[Entries from a dataset]
• • • •

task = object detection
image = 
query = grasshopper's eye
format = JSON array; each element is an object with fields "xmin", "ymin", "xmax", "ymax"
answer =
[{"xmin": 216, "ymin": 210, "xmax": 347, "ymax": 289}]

• • • •

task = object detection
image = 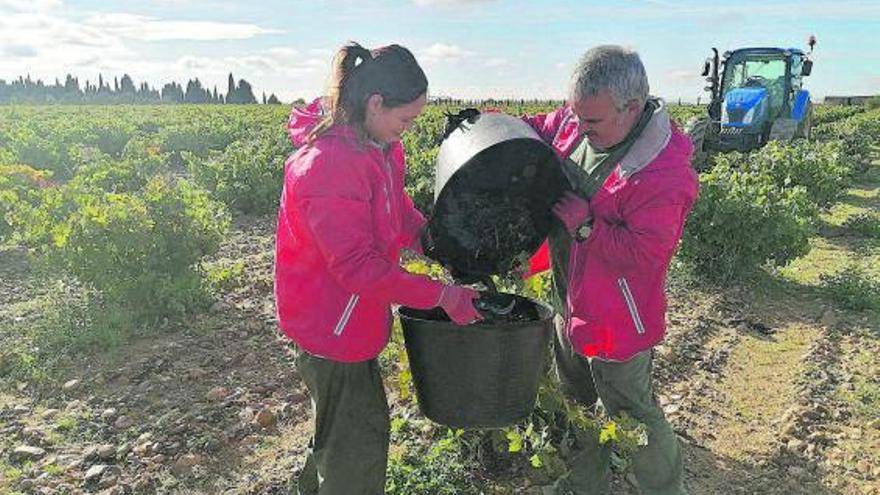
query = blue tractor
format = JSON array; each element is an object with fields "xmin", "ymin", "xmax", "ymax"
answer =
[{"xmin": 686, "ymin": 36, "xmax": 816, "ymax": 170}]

• • • •

**To be done:** Report every line above that contains the string "ymax", copying each one in full. Count only matches with the same capitalization.

**Correct answer:**
format = JSON array; each element is an object with fields "xmin", "ymin", "xmax", "ymax"
[{"xmin": 216, "ymin": 210, "xmax": 347, "ymax": 289}]
format = JSON array; each element is an object with fields "xmin", "ymin", "xmax", "ymax"
[{"xmin": 686, "ymin": 36, "xmax": 816, "ymax": 170}]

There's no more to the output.